## EXCERPTED TEXT
********

A good leader, as I have said, also must make tough decisions, but be caring.
Leadership requires fortitude. If a leader can’t rise to the hard, unpopular or difficult decisions, he or she cannot lead. At the same time, if a leader cannot show empathy or compassion when needed, he or she can’t be a good leader.
I have two other observations on the topic of leadership.
The first is that leadership looks different in different contexts.
Let me explain what I mean.
Some years ago, I was trekking with a small group on a mountain in New Zealand, when we met a man. We talked for a few hours while we tackled a long and arduous pass. It was one of those special encounters. Strangers, but with a genuine connection for that time.
We had actually met quite early in the climb. My group had already stopped, heaving to catch our breath and signalling for him to go around us so that he was not disadvantaged by our slow progress. He didn’t take us up on the offer, instead starting to walk with us, once we were able to start climbing again. His pace was steady. So was his tone. His conversation and manner were easy.
As we pushed on – SLOWLY – his chat and his quiet patience supported our group up the seemingly never-ending ascent.
That evening, staying in the same hut, he seemed surprised when he heard that we were a group of lawyers and judges. As he put it, he was pleasantly surprised that such community leaders would have given him all that time as we walked, as he was ‘only’ a labourer by occupation.
To me, the irrelevance of our respective jobs was so obvious. The truth was that he had led. We were grateful, and we had followed. We had literally, but also metaphorically, followed his lead.
I mention that random story as an illustration: as a reflection on how different people step up to lead – in different ways, at different times. And yet, we are often tied to the stereotype of a leader.
I think that such stereotyping is often seen in the course of schooldays.

********

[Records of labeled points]
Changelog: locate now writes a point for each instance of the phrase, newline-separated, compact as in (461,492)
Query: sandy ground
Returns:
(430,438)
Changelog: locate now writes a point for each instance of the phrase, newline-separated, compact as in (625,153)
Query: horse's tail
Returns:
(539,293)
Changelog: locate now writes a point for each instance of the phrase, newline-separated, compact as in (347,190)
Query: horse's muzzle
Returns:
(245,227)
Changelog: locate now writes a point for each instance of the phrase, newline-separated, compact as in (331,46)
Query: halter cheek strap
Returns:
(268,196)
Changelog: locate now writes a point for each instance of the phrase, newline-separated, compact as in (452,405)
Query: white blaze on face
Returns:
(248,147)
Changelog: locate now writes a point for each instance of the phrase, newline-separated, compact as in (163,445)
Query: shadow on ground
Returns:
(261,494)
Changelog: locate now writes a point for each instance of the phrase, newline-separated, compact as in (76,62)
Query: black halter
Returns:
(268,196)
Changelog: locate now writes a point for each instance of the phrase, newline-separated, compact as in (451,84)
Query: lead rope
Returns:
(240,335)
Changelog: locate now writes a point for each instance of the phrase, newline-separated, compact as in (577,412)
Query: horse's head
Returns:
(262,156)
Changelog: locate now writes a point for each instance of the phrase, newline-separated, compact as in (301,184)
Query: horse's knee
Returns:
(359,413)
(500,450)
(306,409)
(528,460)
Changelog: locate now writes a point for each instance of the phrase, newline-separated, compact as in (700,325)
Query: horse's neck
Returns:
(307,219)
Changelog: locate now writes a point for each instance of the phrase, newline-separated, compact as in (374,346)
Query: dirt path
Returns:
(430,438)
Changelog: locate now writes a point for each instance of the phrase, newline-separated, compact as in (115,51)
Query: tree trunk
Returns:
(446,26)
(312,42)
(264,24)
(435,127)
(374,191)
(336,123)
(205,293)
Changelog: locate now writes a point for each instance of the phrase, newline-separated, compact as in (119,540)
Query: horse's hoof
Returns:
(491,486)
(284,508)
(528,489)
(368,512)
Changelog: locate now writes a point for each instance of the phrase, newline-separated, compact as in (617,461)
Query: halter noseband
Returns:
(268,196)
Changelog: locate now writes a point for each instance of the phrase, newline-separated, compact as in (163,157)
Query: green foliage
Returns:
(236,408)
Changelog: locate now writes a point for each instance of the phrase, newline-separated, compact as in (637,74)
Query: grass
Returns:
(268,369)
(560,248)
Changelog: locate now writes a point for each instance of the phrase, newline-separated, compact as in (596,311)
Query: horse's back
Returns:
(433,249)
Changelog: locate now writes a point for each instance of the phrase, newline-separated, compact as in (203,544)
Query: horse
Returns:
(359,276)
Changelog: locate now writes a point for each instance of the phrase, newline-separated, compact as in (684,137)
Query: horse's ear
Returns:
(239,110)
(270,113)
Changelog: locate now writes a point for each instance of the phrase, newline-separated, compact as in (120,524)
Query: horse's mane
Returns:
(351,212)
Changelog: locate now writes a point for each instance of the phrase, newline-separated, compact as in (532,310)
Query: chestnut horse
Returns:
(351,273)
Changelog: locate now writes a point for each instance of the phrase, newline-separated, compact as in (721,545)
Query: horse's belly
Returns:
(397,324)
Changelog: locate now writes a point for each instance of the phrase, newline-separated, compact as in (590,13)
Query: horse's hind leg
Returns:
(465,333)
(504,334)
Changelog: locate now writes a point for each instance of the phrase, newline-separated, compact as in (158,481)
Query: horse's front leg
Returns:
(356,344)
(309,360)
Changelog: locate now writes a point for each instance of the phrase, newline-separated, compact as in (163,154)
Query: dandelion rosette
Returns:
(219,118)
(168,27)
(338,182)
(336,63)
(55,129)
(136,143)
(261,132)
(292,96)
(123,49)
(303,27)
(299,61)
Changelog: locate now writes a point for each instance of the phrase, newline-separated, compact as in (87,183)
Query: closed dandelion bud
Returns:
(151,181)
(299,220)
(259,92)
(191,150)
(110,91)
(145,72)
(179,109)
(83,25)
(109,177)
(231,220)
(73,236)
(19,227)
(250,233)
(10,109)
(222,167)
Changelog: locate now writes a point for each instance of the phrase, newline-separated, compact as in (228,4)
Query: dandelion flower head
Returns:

********

## TASKS FOR THIS EXERCISE
(A) Return the part of the leadership passage starting at "Let me explain" and ending at "seemingly never-ending ascent.", copied word for word.
(B) In the leadership passage, what was the occupation of the man the group met on the mountain?
(C) Extend the leadership passage, picking up after its final sentence.
None of this data is needed.

## RESPONSES TO THE TASKS
(A)
Let me explain what I mean.
Some years ago, I was trekking with a small group on a mountain in New Zealand, when we met a man. We talked for a few hours while we tackled a long and arduous pass. It was one of those special encounters. Strangers, but with a genuine connection for that time.
We had actually met quite early in the climb. My group had already stopped, heaving to catch our breath and signalling for him to go around us so that he was not disadvantaged by our slow progress. He didn’t take us up on the offer, instead starting to walk with us, once we were able to start climbing again. His pace was steady. So was his tone. His conversation and manner were easy.
As we pushed on – SLOWLY – his chat and his quiet patience supported our group up the seemingly never-ending ascent.

(B) He was a labourer.

(C)
Quite early, certain students are earmarked as leaders. They may have matured ahead of their peers or be fortunate to be gifted with an early and substantial amount of self-belief. They might stand out in their capacity within specific disciplines or co-curricular activities.
But the ‘real world’, beyond school, often sees things shaken up. Watch with interest in the future. You are likely to see some amongst you who never led while at school, but have since found their context and their confidence to do so.
And so for my last observation on the topic. It’s about curiosity and learning.
Former US President, John F. Kennedy, once said that leadership and learning are indispensable to each other. I agree, and would add that curiosity and a continuing interest in learning are great tools in the armoury of any leader. As in all other aspects of life, being open to learning more, generally makes you better and better at what you do.
All this leads me to sharing a few thoughts about voice.
We know how much voice matters. Think of all the expressions that nod to that. He felt voiceless. She has found her voice. Your voice makes a difference. The voice of reason. He’s in love with the sound of his own voice. Theirs was a lone voice. They spoke with one voice. And so on.
I am in awe of how strongly your generation uses its voice.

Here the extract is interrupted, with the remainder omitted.